Segment Start: Data provided

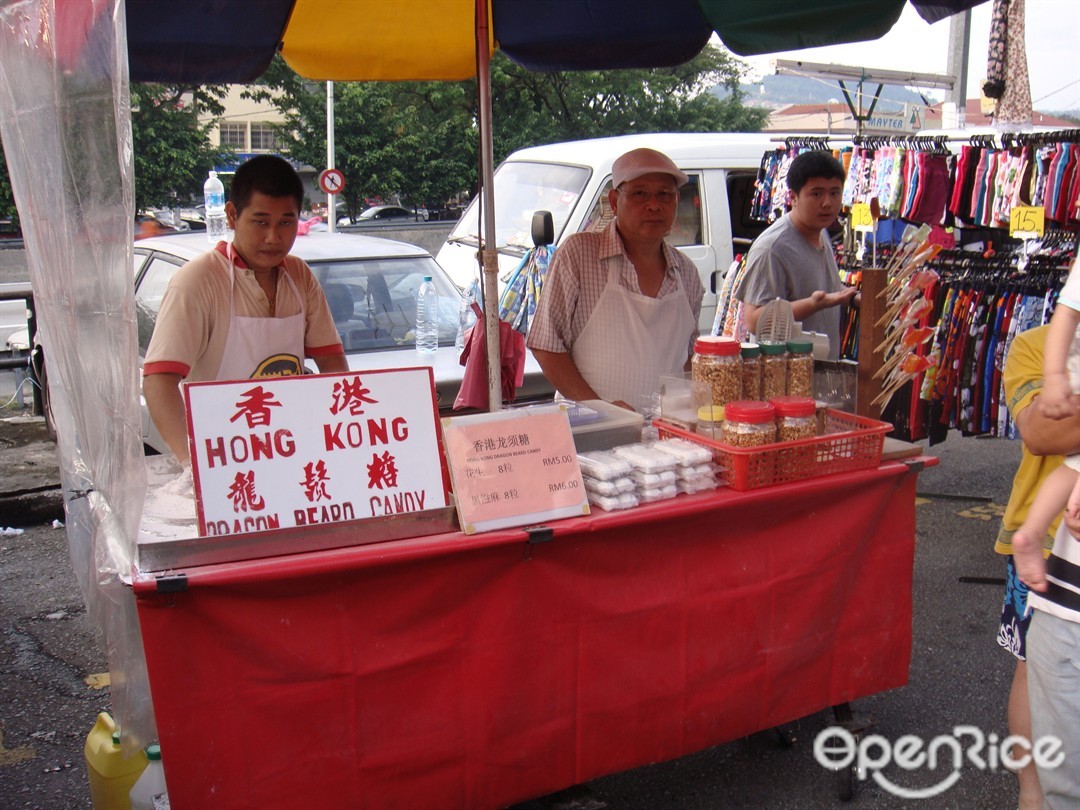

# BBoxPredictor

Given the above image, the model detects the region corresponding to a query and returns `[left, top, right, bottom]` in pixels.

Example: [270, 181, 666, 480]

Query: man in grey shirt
[734, 151, 857, 359]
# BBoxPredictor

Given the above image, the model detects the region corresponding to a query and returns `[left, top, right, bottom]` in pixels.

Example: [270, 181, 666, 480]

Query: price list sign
[442, 405, 589, 533]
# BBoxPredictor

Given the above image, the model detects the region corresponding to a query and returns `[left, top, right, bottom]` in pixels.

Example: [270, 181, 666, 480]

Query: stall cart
[133, 455, 932, 809]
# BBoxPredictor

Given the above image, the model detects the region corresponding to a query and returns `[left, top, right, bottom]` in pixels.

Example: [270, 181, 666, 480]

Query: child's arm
[1039, 301, 1080, 420]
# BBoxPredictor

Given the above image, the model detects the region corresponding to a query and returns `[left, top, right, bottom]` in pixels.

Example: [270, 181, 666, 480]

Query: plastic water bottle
[455, 279, 478, 351]
[415, 275, 439, 354]
[129, 744, 168, 809]
[203, 170, 228, 244]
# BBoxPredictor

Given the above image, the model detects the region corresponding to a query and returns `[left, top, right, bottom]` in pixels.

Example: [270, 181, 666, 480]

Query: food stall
[133, 456, 928, 809]
[0, 0, 966, 804]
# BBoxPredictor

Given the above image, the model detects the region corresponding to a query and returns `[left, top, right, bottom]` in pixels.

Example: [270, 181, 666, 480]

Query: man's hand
[809, 287, 859, 311]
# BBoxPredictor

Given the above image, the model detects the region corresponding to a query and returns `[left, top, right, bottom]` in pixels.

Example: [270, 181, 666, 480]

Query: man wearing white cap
[527, 147, 703, 411]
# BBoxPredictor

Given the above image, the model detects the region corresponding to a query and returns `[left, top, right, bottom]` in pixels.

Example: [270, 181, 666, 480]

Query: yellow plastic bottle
[84, 712, 148, 810]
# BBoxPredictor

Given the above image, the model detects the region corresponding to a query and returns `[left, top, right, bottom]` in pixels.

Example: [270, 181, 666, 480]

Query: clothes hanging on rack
[882, 235, 1075, 443]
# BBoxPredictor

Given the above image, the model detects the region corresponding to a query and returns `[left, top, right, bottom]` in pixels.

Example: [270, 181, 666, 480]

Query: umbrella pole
[476, 0, 502, 413]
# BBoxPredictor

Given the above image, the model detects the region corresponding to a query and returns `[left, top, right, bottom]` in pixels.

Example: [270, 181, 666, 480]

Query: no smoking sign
[318, 168, 345, 195]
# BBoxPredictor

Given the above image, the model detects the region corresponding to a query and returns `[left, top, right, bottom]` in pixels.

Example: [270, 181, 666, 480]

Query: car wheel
[28, 344, 56, 441]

Segment End: Data provided

**Task instructions:** Set the pictures aside and reproduce the data above exactly.

**Exercise output:**
# BBoxPredictor

Given the above image, the model detects the region corresponding to a query and returns `[left, top, right, bottom]` in pixels.

Example: [270, 181, 666, 480]

Query: man in grey shirt
[734, 151, 857, 359]
# BBoxPredictor

Given the above image, the model detects the region corresponding to a query and returns `[left, top, right, bottom]` in pixels.

Example: [270, 181, 666, 480]

Query: price list sign
[442, 405, 589, 533]
# BBoxPredictor

Given the above image, the model detects the region corresponding to a query and returns `[left, top, right, bottom]` in pixels.

Example: [270, 181, 666, 480]

Query: stall cart
[133, 455, 932, 809]
# BBoxPredictor

Given the above image, the model detects the region corresponding to a query and returns `[left, top, right, bottom]` in pixels.

Example: [270, 181, 666, 480]

Query: child's arm
[1039, 301, 1080, 420]
# BBoxPredictor

Given the above image, the model detects the region corresponding to a query and returns `[left, top, right, bottom]` in pixels.

Example: [270, 181, 666, 480]

Query: plastic water bottle
[455, 279, 478, 351]
[415, 275, 439, 354]
[129, 744, 168, 809]
[203, 170, 228, 244]
# BBoxPredictor

Given the above image, the model detects the region corresponding to a query and returns `[left, top, right, bottom]` in pixels.

Example: [270, 181, 666, 480]

Query: food stall
[133, 456, 928, 809]
[0, 0, 966, 804]
# BBoxPredictor

Given the above image, the model detects the region corresponding to a query and returns `[left, top, right, bottom]` in pixels.

Example: [270, 181, 666, 480]

Query: man's hand
[809, 287, 859, 311]
# BBoxPredictor

Given the above image, the model detects the region corresponding to a query and returns `[left, top, right, bottom]` in pixels.

Example: [270, 181, 666, 480]

Query: man wearing white cap
[527, 147, 703, 411]
# BBoxPredictor

Given the above image, the model detects the region corresponding to a query and returns `[left, top, right, bottom]` in pixels.

Example: [270, 181, 666, 480]

Query: yellow plastic bottle
[84, 712, 148, 810]
# BBoxPredictor

Given the above image, the model detects the region corresponding to a query and returns `[left, top, right, bottom]` in pixels.

Example: [270, 181, 666, 480]

Query: clothes hanging on rack
[882, 235, 1075, 443]
# BBoxPredictor

Given the above image, the model detects the region corresponding to a query and returns `[left, top, right, bottom]` in pixels.

Example: [270, 181, 666, 480]

Query: umbrella pole
[476, 0, 502, 413]
# BBoxPredictor

Given the above image, the model detects the region corresponding to a query and returns `[left, top, right, bottom]` in pixels.

Example: [270, 181, 666, 480]

Query: no smoking sign
[318, 168, 345, 195]
# BBoxPredictor

Given the above image, the model detects the region corresponding to a query and returns `[left, top, right, bottom]` in pixels.

Example: [270, 181, 666, 480]

Query: car wheel
[28, 344, 56, 441]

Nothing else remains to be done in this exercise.